**YOUR INSTRUCTIONS**. Text in the records must be reproduced exactly, and pictures must be skipped.

**Natural language region descriptions**.

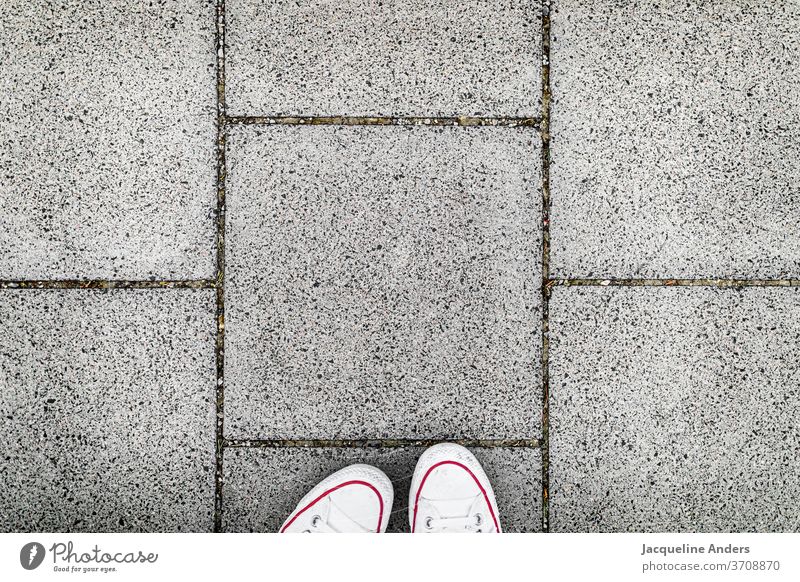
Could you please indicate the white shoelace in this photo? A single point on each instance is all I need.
(473, 522)
(320, 522)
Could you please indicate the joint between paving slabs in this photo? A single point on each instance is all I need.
(673, 283)
(107, 284)
(220, 275)
(458, 121)
(544, 129)
(378, 443)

**SOLUTION**.
Could you please indicate the white shoelace in this photo? A single point on each instance is all I need.
(473, 522)
(320, 522)
Could you please indicate the joint between paving slabs in this photo? A single point on each instance is all I need.
(673, 283)
(107, 284)
(220, 275)
(458, 121)
(544, 129)
(378, 443)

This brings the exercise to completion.